Work to complete =
Output the entries below word for word, stopping once the line containing "Outline every instance of the <item>blurred" is done, and omit each picture.

Stored items from a collection:
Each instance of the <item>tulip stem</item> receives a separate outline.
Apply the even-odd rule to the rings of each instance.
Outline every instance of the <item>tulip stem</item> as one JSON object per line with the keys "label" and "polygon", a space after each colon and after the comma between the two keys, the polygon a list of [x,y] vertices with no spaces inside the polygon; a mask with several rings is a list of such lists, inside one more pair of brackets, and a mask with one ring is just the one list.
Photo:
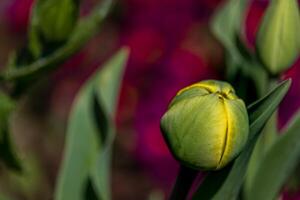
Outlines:
{"label": "tulip stem", "polygon": [[198,171],[181,165],[169,200],[185,200],[197,174]]}

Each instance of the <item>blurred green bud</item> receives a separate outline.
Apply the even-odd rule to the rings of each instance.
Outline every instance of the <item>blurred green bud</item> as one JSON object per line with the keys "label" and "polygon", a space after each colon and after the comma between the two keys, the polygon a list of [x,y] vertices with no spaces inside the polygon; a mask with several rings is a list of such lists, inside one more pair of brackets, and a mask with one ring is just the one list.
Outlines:
{"label": "blurred green bud", "polygon": [[161,119],[161,130],[183,165],[218,170],[247,142],[247,109],[230,84],[202,81],[177,93]]}
{"label": "blurred green bud", "polygon": [[258,55],[277,75],[297,59],[300,50],[300,15],[296,0],[272,0],[256,40]]}
{"label": "blurred green bud", "polygon": [[43,39],[61,42],[72,33],[78,15],[78,0],[38,0],[32,23]]}

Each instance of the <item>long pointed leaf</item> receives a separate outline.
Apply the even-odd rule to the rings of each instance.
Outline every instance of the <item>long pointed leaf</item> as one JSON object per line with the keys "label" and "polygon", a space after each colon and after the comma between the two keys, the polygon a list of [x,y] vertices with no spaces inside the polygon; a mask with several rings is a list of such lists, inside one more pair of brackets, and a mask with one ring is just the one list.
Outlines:
{"label": "long pointed leaf", "polygon": [[193,200],[236,199],[244,181],[248,162],[257,138],[287,93],[290,84],[291,80],[283,81],[265,97],[248,107],[250,135],[246,147],[231,166],[209,174],[194,194]]}
{"label": "long pointed leaf", "polygon": [[[300,112],[266,153],[247,199],[275,199],[300,158]],[[276,178],[274,178],[276,177]]]}
{"label": "long pointed leaf", "polygon": [[[110,159],[112,153],[112,143],[115,136],[115,130],[113,122],[110,119],[115,118],[116,104],[118,93],[116,91],[120,90],[121,79],[123,75],[123,66],[127,58],[127,52],[123,51],[120,53],[119,57],[115,58],[113,62],[108,63],[107,67],[104,68],[101,74],[96,77],[95,80],[95,94],[96,98],[102,103],[98,105],[103,108],[104,113],[106,113],[107,126],[99,127],[102,134],[104,134],[104,140],[102,141],[102,148],[97,159],[91,169],[91,178],[96,188],[98,196],[101,199],[110,199]],[[97,87],[97,86],[102,87]],[[96,107],[97,108],[97,107]],[[100,111],[101,109],[95,109],[95,111]]]}
{"label": "long pointed leaf", "polygon": [[85,199],[91,187],[99,199],[110,199],[107,166],[114,138],[112,119],[127,56],[127,50],[117,53],[75,99],[55,192],[57,200]]}
{"label": "long pointed leaf", "polygon": [[235,61],[241,59],[236,38],[243,31],[242,24],[247,5],[247,0],[227,0],[212,21],[213,33]]}

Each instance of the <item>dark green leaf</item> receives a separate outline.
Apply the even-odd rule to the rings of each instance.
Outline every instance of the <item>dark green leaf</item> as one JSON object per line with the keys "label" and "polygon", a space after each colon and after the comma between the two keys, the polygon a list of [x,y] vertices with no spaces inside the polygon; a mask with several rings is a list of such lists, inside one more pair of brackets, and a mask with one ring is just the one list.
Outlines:
{"label": "dark green leaf", "polygon": [[212,21],[212,30],[219,41],[224,45],[226,51],[236,62],[240,62],[241,55],[236,46],[236,39],[243,31],[244,12],[248,5],[247,0],[227,0],[217,10]]}
{"label": "dark green leaf", "polygon": [[257,138],[285,96],[290,84],[290,80],[283,81],[265,97],[248,107],[250,134],[246,147],[233,162],[232,166],[228,166],[218,172],[213,172],[205,178],[194,194],[194,200],[236,199],[244,181],[248,162]]}
{"label": "dark green leaf", "polygon": [[[55,193],[57,200],[82,200],[91,188],[99,199],[110,199],[112,120],[127,55],[127,50],[116,54],[87,81],[75,99]],[[87,183],[93,187],[87,187]]]}
{"label": "dark green leaf", "polygon": [[299,158],[300,112],[262,159],[247,199],[275,199],[288,176],[297,167]]}
{"label": "dark green leaf", "polygon": [[247,104],[265,92],[267,75],[245,44],[244,23],[249,2],[225,1],[212,21],[212,31],[225,48],[226,79]]}
{"label": "dark green leaf", "polygon": [[9,117],[15,108],[15,103],[8,96],[0,92],[0,160],[14,170],[21,170],[9,135]]}

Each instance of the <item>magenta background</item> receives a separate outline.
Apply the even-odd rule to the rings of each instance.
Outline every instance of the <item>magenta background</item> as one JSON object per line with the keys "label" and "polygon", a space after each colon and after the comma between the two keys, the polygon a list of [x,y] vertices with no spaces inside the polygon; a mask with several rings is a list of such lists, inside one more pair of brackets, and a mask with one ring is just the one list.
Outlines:
{"label": "magenta background", "polygon": [[[10,38],[25,41],[32,0],[6,0],[0,4],[1,19]],[[105,24],[95,41],[67,61],[53,76],[51,112],[67,118],[73,97],[89,74],[120,46],[129,46],[118,109],[119,134],[133,138],[129,152],[160,188],[169,190],[177,164],[170,156],[159,130],[160,117],[180,88],[193,82],[222,79],[224,55],[208,32],[209,19],[221,0],[120,0],[121,17]],[[82,13],[93,1],[84,1]],[[246,19],[250,47],[267,1],[254,0]],[[101,46],[107,45],[106,52]],[[98,55],[99,51],[99,55]],[[2,64],[2,63],[1,63]],[[300,60],[282,78],[293,78],[280,106],[283,128],[300,106]],[[130,129],[131,131],[126,131]],[[285,194],[284,199],[300,199]]]}

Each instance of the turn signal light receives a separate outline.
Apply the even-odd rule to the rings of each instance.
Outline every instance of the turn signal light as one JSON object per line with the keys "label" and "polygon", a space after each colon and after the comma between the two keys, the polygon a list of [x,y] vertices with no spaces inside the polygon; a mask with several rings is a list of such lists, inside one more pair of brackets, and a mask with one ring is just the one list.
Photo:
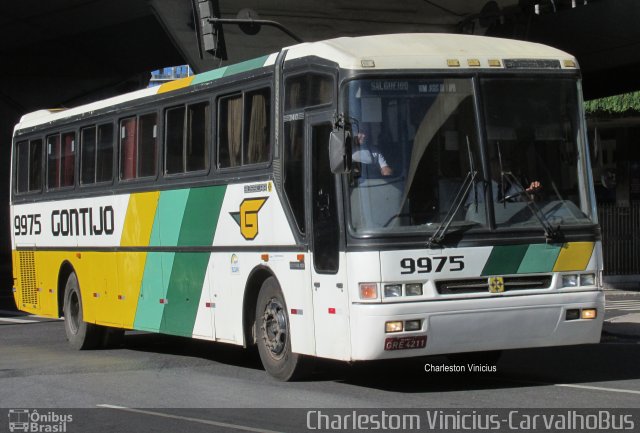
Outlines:
{"label": "turn signal light", "polygon": [[598,310],[595,308],[585,308],[582,310],[581,317],[583,319],[595,319],[598,316]]}
{"label": "turn signal light", "polygon": [[378,299],[377,283],[360,283],[360,299]]}

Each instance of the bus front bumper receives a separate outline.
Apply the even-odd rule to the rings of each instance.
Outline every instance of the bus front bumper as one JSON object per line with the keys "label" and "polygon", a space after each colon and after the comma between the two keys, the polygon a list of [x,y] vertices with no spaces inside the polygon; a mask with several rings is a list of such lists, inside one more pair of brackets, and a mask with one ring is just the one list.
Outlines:
{"label": "bus front bumper", "polygon": [[[596,309],[595,319],[567,320],[567,310]],[[575,311],[574,311],[575,312]],[[604,292],[424,302],[352,304],[351,359],[598,343]],[[420,321],[415,331],[386,332],[386,322]]]}

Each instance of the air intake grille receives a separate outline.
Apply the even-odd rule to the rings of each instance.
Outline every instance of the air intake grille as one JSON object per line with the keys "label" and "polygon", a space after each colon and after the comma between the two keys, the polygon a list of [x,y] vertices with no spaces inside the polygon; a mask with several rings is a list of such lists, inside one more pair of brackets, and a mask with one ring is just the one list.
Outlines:
{"label": "air intake grille", "polygon": [[[551,275],[504,277],[505,292],[513,290],[548,289],[550,285]],[[441,295],[489,292],[489,278],[437,281],[436,290]]]}
{"label": "air intake grille", "polygon": [[33,251],[20,251],[20,286],[22,303],[38,305],[36,287],[36,260]]}

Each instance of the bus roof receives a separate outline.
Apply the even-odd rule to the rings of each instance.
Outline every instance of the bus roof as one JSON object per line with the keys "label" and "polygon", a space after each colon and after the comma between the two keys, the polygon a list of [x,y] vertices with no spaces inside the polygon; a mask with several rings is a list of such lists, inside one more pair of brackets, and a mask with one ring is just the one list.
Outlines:
{"label": "bus roof", "polygon": [[[486,36],[445,33],[403,33],[344,37],[294,45],[286,48],[287,60],[315,55],[334,61],[345,69],[449,69],[458,60],[460,68],[495,67],[489,60],[531,59],[574,62],[556,48],[533,42]],[[373,60],[373,64],[370,60]],[[479,64],[468,62],[478,60]],[[364,62],[363,62],[364,61]],[[455,62],[453,62],[455,64]]]}
{"label": "bus roof", "polygon": [[[286,59],[316,56],[337,63],[341,68],[358,70],[384,69],[504,69],[504,60],[522,61],[520,67],[536,67],[531,62],[552,60],[562,69],[576,69],[576,59],[558,49],[513,39],[484,36],[404,33],[391,35],[342,37],[308,42],[285,48]],[[91,115],[94,111],[148,96],[167,93],[188,86],[214,81],[275,63],[278,53],[224,66],[191,77],[171,81],[71,109],[38,110],[25,114],[14,131],[47,124],[56,120]],[[529,62],[529,63],[526,63]],[[539,65],[538,65],[539,67]]]}

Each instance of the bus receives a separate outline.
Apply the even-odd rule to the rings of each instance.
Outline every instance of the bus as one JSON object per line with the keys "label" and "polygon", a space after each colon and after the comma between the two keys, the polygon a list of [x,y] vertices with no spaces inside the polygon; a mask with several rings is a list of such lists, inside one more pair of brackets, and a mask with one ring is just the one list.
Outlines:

Solution to this exercise =
Each instance of the <item>tulip stem</item> receives a separate outline.
Apply the even-odd rule to the rings of each instance.
Outline every instance of the <item>tulip stem</item> as one JSON object per line with the keys "label" and "polygon", a space after each colon and after the comma between the two keys, the polygon a list of [x,y] vertices with no spaces inside the polygon; a mask with several rings is a list of such lists, inside one more pair of brackets, and a mask with one ring is just the one list.
Photo:
Outlines:
{"label": "tulip stem", "polygon": [[198,171],[181,165],[169,200],[185,200],[197,174]]}

Each instance of the <item>blurred green bud</item> receives a separate outline.
Apply the even-odd rule to the rings of each instance.
Outline every instance of the <item>blurred green bud</item> as one JSON object per line with the keys "label" and "polygon", a space after each colon and after the comma between the two keys, the polygon a list of [x,y] vertices with no spaces inside the polygon; a mask with several rings is a list of such lists, inside one more pair of brackets, and a mask with one ring is just the one list.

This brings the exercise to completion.